§ Your instructions: Take all the material and copy it exactly.

BEGIN Records for processing

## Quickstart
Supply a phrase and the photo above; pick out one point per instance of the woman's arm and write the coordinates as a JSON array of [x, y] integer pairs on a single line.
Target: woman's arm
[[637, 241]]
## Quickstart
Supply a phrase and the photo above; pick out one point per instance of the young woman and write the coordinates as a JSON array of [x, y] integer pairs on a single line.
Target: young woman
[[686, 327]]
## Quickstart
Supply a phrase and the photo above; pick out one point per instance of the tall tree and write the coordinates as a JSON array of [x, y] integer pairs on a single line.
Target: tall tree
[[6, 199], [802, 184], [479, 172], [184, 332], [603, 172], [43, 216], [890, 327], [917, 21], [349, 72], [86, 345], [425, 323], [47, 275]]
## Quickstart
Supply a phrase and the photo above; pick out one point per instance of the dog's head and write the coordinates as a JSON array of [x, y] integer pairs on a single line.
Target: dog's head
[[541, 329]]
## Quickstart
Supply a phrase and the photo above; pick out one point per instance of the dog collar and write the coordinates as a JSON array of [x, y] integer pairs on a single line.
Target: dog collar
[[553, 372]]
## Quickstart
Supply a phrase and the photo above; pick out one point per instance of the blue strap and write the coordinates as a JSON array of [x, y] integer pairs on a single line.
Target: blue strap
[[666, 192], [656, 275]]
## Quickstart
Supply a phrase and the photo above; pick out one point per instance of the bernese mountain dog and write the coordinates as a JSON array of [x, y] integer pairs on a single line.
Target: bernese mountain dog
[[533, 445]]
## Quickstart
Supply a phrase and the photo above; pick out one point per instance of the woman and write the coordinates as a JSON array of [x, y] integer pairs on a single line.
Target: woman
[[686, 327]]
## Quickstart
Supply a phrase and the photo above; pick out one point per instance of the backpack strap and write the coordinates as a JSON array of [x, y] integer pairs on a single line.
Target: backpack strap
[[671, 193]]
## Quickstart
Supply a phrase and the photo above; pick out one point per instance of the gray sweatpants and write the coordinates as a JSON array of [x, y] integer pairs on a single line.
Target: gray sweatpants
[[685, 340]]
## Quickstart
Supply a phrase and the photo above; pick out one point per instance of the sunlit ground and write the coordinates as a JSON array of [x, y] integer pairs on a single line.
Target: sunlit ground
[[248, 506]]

END Records for processing

§ Exercise output:
## Quickstart
Supply a phrase and the photo above; pick out one point per instance of the woman's arm and write the coordinates as a JSON array of [x, y] integer pairs on a single line.
Target: woman's arm
[[637, 241]]
## Quickstart
Supply a phrase and the photo above; pick out one point per instance of the young woman and write the coordinates as a JSON array of [x, y] integer pairs on a single line.
Target: young woman
[[686, 327]]
## Quickstart
Supply a phrase and the photo above; pick out one point per instance of the tall tree and write the coordinates as a JSON array of [x, y] integer pairs on a single line.
Target: tall tree
[[6, 199], [802, 184], [479, 172], [184, 332], [603, 172], [43, 216], [890, 327], [917, 21], [349, 72], [86, 345], [425, 323], [47, 275]]
## Quickstart
Supply a phrase and the photo above; pick out one point per instance of the dog's head and write the coordinates as a JSON array of [x, y] integer pairs on a single line.
Target: dog's head
[[541, 329]]
## Quickstart
Supply a phrase and the photo above; pick out one point per instance of the dog collar and write the coordinates as a JSON array of [x, y] integer pairs on a single line.
Target: dog collar
[[553, 372]]
## Quickstart
Supply a phrase and the photo above; pick out one point per instance of the blue strap and write the coordinates as a JSON array of [x, y] integer pairs on a single line.
Target: blue strap
[[666, 192], [656, 275]]
## Quickstart
Supply a phrase and the photo above; pick out one point per instance of the bernese mountain dog and write the coordinates as a JSON array of [x, y] integer pairs on a single line.
Target: bernese mountain dog
[[533, 445]]
## Quickstart
Supply a phrase and the photo above; pick out one point per instance of the woman and write the coordinates as a JSON array of [x, y] integer pairs on a single line.
Target: woman
[[686, 327]]
## Quickstart
Supply a phrase and the photo above; pick out one point per instance of the backpack strap and write the coordinates as a JSON array of [x, y] integer pairs on a single line.
Target: backpack strap
[[671, 193]]
## Quickstart
Supply a phrase and the photo above; pick out one point per instance of the gray sweatpants and write the coordinates as a JSON array of [x, y] integer pairs on a single line.
Target: gray sweatpants
[[685, 340]]
## Quickstart
Supply a phrase and the photo above; pick out one point per instance of the sunlit ground and write the coordinates as a JSON array of [x, y] integer pairs on a single line.
Target: sunlit ground
[[248, 506]]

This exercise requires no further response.